Breve esercizio A
Secondo l'articolo sui lavoratori dello spettacolo, da quanti anni Giuseppe La Torre lavora in quel mondo?
Breve esercizio B
Elenca gli artisti che, nel primo paragrafo dell'articolo sui lavoratori dello spettacolo, sono immaginati sul palco.
Breve esercizio C
Prosegui l'articolo sui lavoratori dello spettacolo dopo l'ultima frase riportata.

Testo proposto
Da Renato a…zero. The show must (not) go on. La Torre: “Noi operatori dello spettacolo non esistiamo per nessuno”

by Maria Teresa Valente

Le luci che si abbassano per poi riaccendersi di colpo mentre tutto intorno esplode la musica e l’adrenalina inizia a circolare nelle vene. Sul palco il grande Renato, oppure il super Tiziano o il romantico Cremonini o il rocker Vasco. E via a quelle sensazioni forti ed inebrianti…

The show must go on. Da che si ricordi, è sempre stato così. Il mondo dello spettacolo è andato avanti sempre e comunque, a dispetto di tutto e tutti, riportando calma col suo rumore e momenti di riflessione o divertimento con luci e lustrini. Poi, improvvisamente, il sipario è calato e le luci si sono spente. Sono passati ormai tre mesi e il futuro non si vede ancora all’orizzonte.

Ma cosa ne è stato di chi quelle luci finora le ha accese per noi? Di chi ha permesso agli artisti di esibirsi e agli attori di calcare le scene? “Semplicemente, siamo scomparsi”, risponde Giuseppe La Torre, 35 anni di Manfredonia ed un curriculum da fare invidia. Giuseppe, tecnico delle luci, è da 15 anni nel patinato mondo dello spettacolo e fa parte degli invisibili, ovvero di quella schiera di lavoratori dietro le quinte che nessuno vede, ma senza i quali non ci sarebbero spettacoli né concerti. Da poco aveva terminato il tour con Cesare Cremonini e a breve avrebbe cominciato quello con Tiziano Ferro. Invece, dal 4 marzo, il buio più totale.

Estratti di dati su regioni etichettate

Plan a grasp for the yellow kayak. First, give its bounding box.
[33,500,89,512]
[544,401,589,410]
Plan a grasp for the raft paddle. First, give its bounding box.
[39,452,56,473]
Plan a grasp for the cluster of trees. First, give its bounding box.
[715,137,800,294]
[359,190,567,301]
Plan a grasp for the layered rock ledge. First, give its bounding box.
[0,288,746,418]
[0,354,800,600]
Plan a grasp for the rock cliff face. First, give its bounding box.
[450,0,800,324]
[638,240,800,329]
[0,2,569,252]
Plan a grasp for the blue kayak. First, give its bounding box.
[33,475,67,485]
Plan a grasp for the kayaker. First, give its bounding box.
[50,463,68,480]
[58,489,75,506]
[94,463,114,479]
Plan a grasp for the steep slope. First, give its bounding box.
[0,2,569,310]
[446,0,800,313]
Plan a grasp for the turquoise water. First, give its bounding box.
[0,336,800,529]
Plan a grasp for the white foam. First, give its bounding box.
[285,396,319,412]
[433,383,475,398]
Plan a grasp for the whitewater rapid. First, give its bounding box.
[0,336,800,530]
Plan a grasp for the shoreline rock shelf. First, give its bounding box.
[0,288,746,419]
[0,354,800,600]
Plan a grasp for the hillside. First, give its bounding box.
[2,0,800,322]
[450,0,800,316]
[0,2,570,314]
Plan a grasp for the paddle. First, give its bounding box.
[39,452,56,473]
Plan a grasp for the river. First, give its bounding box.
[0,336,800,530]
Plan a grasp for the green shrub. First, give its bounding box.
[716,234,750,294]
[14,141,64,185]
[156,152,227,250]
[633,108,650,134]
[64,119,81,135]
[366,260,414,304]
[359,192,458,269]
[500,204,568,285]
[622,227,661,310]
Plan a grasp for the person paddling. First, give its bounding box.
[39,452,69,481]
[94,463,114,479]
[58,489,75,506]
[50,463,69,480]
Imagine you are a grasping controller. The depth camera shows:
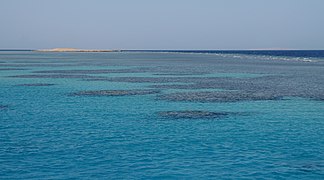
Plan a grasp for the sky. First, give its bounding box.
[0,0,324,50]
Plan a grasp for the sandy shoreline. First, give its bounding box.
[34,48,118,52]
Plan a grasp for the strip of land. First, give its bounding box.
[35,48,118,52]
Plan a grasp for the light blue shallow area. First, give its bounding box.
[0,52,324,179]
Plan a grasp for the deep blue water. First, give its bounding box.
[0,51,324,179]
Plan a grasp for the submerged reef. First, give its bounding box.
[70,89,160,96]
[8,74,92,79]
[16,83,55,86]
[0,68,28,71]
[157,111,233,119]
[158,91,282,102]
[0,104,9,109]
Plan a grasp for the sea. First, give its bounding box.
[0,50,324,180]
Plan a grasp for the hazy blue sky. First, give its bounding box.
[0,0,324,49]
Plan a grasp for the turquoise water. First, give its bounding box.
[0,52,324,179]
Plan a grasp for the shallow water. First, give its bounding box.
[0,52,324,179]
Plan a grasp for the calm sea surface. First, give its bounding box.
[0,51,324,179]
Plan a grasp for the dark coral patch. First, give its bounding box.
[70,89,159,96]
[33,68,151,74]
[17,83,55,86]
[8,74,92,79]
[0,68,28,71]
[158,111,232,119]
[159,91,282,102]
[0,104,9,109]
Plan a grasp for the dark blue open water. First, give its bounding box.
[0,51,324,179]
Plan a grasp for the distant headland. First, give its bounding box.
[34,48,119,52]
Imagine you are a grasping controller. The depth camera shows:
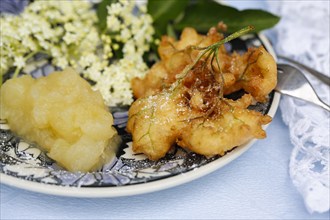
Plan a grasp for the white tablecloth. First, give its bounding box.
[0,1,330,219]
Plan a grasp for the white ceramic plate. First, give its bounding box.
[0,32,280,197]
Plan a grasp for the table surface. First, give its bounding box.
[0,1,330,219]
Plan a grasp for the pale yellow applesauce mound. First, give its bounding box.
[0,69,118,172]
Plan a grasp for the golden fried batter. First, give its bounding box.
[127,62,271,160]
[132,28,277,102]
[127,25,277,160]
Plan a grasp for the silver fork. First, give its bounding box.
[275,64,330,112]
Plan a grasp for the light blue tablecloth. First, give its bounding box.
[1,111,329,219]
[0,1,329,219]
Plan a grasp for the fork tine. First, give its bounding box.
[275,64,330,111]
[277,55,330,86]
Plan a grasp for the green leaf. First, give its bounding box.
[174,1,280,33]
[147,0,189,36]
[96,0,118,32]
[225,9,280,32]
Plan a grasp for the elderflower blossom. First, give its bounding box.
[0,0,154,106]
[84,0,154,105]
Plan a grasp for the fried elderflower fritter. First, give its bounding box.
[127,25,276,160]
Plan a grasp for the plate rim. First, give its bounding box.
[0,33,281,198]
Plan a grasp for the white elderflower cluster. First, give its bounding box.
[85,0,154,105]
[0,1,100,75]
[0,0,154,106]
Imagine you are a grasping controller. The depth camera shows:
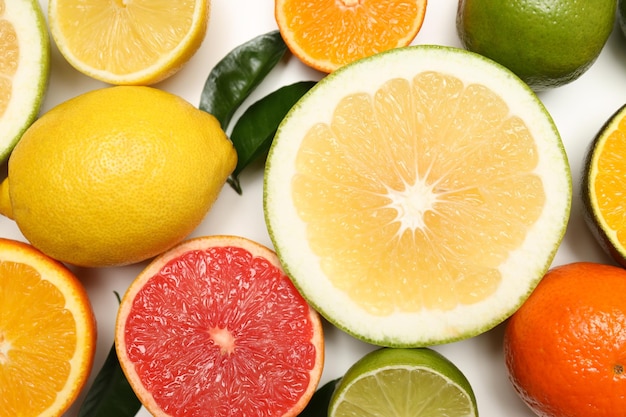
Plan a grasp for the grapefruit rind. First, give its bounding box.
[115,235,324,417]
[263,45,572,347]
[0,0,50,162]
[582,105,626,267]
[0,238,97,416]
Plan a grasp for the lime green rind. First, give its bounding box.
[581,104,626,267]
[263,45,573,348]
[0,0,50,163]
[328,348,478,417]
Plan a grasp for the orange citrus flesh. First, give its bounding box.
[0,239,96,417]
[275,0,427,72]
[0,0,20,117]
[115,237,323,417]
[590,112,626,245]
[292,72,545,315]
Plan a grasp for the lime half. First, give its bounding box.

Soluzione A
Da 15 anni.

Soluzione B
Renato, Tiziano, Cremonini, Vasco.

Soluzione C
“Già da febbraio nelle zone rosse alcuni eventi erano stati bloccati”, racconta. “Il 5 marzo stavo lavorando presso il teatro Kismet di Bari al montaggio per i matinée di Anfitrione, di Teresa Ludovico. Ad un certo punto ci è piovuto addosso il decreto che annullava tutti gli eventi. Abbiamo smontato tutto e siamo tornati a casa. Eravamo sette artisti di scena, due artisti di produzione, più tecnici e facchini. In tutto almeno una ventina di persone che da un momento all’altro hanno smesso bruscamente di lavorare”.

I lavoratori del mondo dello spettacolo sono i tecnici, gli attori, i cantanti, gli uffici di produzione, le etichette musicali indipendenti ed una miriade di altri professionisti, oltre 200mila in Italia, praticamente un esercito. È stato Tiziano Ferro, con cui Giuseppe La Torre stava per cominciare un tour, ad accendere i riflettori mediatici su questa categoria. “Tiziano Ferro ha acceso i riflettori ed è stato accusato di essere superficiale perché secondo molti stava pensando più alla parte ludica che all’emergenza sanitaria. In realtà non parlava per lui, ma parlava per noi”, spiega Giuseppe. Il cantante di Latina aveva dimostrato quindi una grande sensibilità, esponendosi per primo a difesa di una categoria che pare essere stata dimenticata.

“No, non siamo stati dimenticati. Il fatto è che non esistiamo per nessuno”, ribatte con franchezza il tecnico sipontino. “Non esiste un albo della categoria del mondo dello spettacolo. Fino a qualche tempo fa i tecnici erano nello stesso comparto dei lavoratori edili, pur facendo lavori completamente diversi. Non esistendo una categoria, non siamo stati presi nemmeno in considerazione”.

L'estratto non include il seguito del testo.